### WHAT THE TASK ASKS
Every single entry needs to appear again exactly as given.

══ GIVEN DATA

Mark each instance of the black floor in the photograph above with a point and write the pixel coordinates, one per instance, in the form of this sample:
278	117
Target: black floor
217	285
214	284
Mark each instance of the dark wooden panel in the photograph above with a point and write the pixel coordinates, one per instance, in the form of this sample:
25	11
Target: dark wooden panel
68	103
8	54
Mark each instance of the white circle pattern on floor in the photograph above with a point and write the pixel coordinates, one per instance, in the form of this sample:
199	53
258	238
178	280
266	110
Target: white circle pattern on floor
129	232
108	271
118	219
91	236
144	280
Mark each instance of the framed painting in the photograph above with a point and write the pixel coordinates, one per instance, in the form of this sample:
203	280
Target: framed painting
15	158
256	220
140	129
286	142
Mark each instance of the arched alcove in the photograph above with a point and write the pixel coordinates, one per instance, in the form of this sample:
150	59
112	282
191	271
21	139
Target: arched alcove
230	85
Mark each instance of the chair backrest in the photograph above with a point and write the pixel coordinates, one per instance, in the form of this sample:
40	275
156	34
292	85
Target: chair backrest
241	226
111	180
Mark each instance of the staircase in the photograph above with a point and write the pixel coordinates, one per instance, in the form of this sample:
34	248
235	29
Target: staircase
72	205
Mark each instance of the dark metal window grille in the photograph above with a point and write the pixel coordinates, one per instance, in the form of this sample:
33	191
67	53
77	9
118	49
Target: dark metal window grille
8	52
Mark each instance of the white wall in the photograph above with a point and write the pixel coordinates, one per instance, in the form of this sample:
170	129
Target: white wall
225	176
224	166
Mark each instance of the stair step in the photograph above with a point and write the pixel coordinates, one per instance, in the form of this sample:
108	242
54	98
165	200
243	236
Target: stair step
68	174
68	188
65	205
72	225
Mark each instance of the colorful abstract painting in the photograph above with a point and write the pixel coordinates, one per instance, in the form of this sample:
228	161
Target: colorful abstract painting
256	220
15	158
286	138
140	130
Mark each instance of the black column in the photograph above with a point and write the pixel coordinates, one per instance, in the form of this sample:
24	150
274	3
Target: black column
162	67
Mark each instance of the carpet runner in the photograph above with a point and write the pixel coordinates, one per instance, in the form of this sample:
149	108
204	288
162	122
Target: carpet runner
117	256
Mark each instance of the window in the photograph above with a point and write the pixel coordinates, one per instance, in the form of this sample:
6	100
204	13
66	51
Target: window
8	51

════

### REPLY
Mark each instance of the black floor in the photograph above with a point and write the pixel coordinates, one per instance, in the form of this sample:
278	117
Target: black floor
217	285
214	284
Mark each instance of the dark wooden panel in the photograph above with a point and write the pixel coordinates, one per instance, in the form of this sample:
25	11
Target: dark wooden panel
68	103
8	54
Mark each instance of the white circle pattern on floor in the photograph above with a point and write the pixel coordinates, one per instance, in the form of this sample:
199	53
258	238
178	280
266	110
Target: white circle pattern on floor
129	232
108	271
118	219
91	236
144	280
Mark each instance of the framed painting in the photograph above with a point and write the pixel coordinates, one per instance, in the form of this sample:
203	280
Target: framed painting
15	158
256	220
140	129
286	142
Mark each instance of the arched alcove in the photograph above with a point and write the pixel coordinates, one per instance, in the form of this sample:
150	59
112	282
191	271
21	139
Target: arched alcove
230	85
Mark each instance of the chair backrest in the photograph above with a point and write the pixel coordinates, one per instance, in the form of this sample:
40	275
156	34
292	85
Target: chair backrest
241	226
111	180
Mark each instance of the staircase in the photograph above with a point and write the pixel coordinates, one per instance, in the form of this sample:
34	248
235	29
Target: staircase
72	205
Mark each instance of the dark metal window grille in the photograph above with a point and write the pixel coordinates, one per instance, in the form of this sample:
33	191
67	53
77	9
118	49
Target: dark metal window grille
8	52
Mark each instance of the white wall in the photograph above with a point and write the pixel coordinates, one per instance, in the form of this sample:
170	129
Target: white wall
225	176
224	166
Mark each instance of the stair step in the photograph above with a point and write the pixel coordinates, one per instance, in the form of this sample:
108	242
54	98
165	200
243	236
Target: stair step
68	174
68	188
65	205
72	225
Mark each instance of the colorful abstract painting in the photograph above with a point and write the pixel coordinates, one per instance, in the form of this sample:
228	161
Target: colorful abstract painting
256	220
15	158
286	138
140	130
Mark each instance of the black column in the photograph above with a point and write the pixel coordinates, one per instance, in the form of this sample:
24	150
274	3
Target: black column
162	67
Mark each instance of the carpet runner in the photograph above with a point and write the pixel coordinates, one per instance, in the form of this sample:
149	108
204	288
162	122
Target: carpet runner
117	256
Mark each instance of the window in the photograph above with a point and write the pixel coordinates, one per instance, in the form of this sample:
6	100
204	13
66	51
Target: window
8	51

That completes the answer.